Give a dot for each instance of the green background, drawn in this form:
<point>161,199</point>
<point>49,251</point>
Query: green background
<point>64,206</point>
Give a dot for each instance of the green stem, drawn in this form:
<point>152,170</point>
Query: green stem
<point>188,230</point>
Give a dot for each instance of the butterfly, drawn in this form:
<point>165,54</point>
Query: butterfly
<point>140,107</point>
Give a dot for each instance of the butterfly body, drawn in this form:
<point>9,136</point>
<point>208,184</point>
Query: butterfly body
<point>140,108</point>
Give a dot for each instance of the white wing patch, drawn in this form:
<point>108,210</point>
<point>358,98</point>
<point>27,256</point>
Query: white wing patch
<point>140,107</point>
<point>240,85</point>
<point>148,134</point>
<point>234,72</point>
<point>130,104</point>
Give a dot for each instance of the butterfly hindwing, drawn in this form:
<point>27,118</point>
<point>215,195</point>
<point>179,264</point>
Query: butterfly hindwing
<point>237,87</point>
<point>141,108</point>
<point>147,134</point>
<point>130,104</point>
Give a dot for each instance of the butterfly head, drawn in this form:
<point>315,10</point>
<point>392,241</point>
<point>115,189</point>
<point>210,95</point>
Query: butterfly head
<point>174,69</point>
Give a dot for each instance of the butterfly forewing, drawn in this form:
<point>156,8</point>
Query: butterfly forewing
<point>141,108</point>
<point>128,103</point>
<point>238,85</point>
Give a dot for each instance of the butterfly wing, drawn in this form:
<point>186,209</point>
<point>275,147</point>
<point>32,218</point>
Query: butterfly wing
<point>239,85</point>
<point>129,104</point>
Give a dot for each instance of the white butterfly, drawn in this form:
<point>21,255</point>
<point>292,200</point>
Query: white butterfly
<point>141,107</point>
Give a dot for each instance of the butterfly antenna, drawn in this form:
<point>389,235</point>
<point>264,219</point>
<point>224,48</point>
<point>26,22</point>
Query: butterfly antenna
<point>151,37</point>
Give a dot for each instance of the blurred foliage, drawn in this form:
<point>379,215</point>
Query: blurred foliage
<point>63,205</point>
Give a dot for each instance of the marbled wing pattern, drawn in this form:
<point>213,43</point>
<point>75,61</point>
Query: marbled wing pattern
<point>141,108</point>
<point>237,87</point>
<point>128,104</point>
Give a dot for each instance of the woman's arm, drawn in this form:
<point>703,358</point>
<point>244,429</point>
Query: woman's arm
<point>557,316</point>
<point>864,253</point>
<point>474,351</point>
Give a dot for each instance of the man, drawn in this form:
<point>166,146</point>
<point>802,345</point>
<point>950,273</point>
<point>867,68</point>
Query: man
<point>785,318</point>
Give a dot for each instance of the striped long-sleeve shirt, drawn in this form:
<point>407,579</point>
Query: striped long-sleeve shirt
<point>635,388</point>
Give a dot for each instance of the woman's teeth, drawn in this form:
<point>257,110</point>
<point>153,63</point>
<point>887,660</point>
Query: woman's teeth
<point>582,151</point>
++++++++++
■ Instructions to follow ■
Please reproduce all of the records above word for word, without changing any line.

■ Response for this exercise ■
Give a dot for each instance of the green background, drawn in this form:
<point>161,199</point>
<point>49,251</point>
Query: green background
<point>64,206</point>
Give a dot for each instance of the green stem, drawn in this form:
<point>152,170</point>
Query: green stem
<point>188,230</point>
Give a dot for each instance of the butterfly, drawn in this form:
<point>165,54</point>
Query: butterfly
<point>140,107</point>
Give a dot for each instance of the butterfly body, drawn in this form:
<point>9,136</point>
<point>208,184</point>
Query: butterfly body
<point>140,108</point>
Give a dot for each instance of the white wing patch, drawn in this form:
<point>108,210</point>
<point>358,98</point>
<point>27,256</point>
Query: white wing patch
<point>140,107</point>
<point>240,85</point>
<point>148,134</point>
<point>234,72</point>
<point>130,104</point>
Give a dot for each instance of the butterfly hindwing, drawn in this form:
<point>27,118</point>
<point>215,195</point>
<point>179,264</point>
Query: butterfly hindwing
<point>237,87</point>
<point>141,108</point>
<point>147,134</point>
<point>130,104</point>
Give a dot for each instance of the butterfly head, drawn in this form:
<point>315,10</point>
<point>392,241</point>
<point>115,189</point>
<point>210,95</point>
Query: butterfly head
<point>174,69</point>
Give a dot for each instance of the butterfly forewing, drawn in this form:
<point>156,8</point>
Query: butterfly forewing
<point>141,108</point>
<point>128,103</point>
<point>238,85</point>
Give a dot for each instance of the butterfly wing, drawn in this form:
<point>186,209</point>
<point>275,147</point>
<point>32,218</point>
Query: butterfly wing
<point>239,85</point>
<point>129,104</point>
Give a dot for each instance of the white butterfly, drawn in this form:
<point>21,255</point>
<point>292,200</point>
Query: white butterfly
<point>141,107</point>
Give a dot for each instance of the butterfly antenna, drawn in this form:
<point>389,235</point>
<point>264,219</point>
<point>224,48</point>
<point>26,22</point>
Query: butterfly antenna
<point>151,37</point>
Give a dot for each instance of the blurred foliage, drawn in this form:
<point>379,215</point>
Query: blurred foliage
<point>63,205</point>
Give a dot for each instance of the marbled wing pattern, drawn in this form:
<point>213,43</point>
<point>75,61</point>
Query: marbled wing pattern
<point>141,108</point>
<point>237,87</point>
<point>128,104</point>
Give a dot for each instance of the woman's arm, drawn in this form:
<point>703,358</point>
<point>244,429</point>
Query: woman's arm
<point>557,316</point>
<point>864,253</point>
<point>474,351</point>
Give a dot for each instance of the man, drawn in this form:
<point>166,146</point>
<point>802,345</point>
<point>950,273</point>
<point>867,68</point>
Query: man
<point>785,318</point>
Give a dot for each instance of the striped long-sleeve shirt, drawn in this form:
<point>407,579</point>
Query: striped long-sleeve shirt
<point>635,388</point>
Give a dot for each instance of the woman's teeth, drawn in this form:
<point>257,110</point>
<point>153,63</point>
<point>887,660</point>
Query: woman's teeth
<point>582,151</point>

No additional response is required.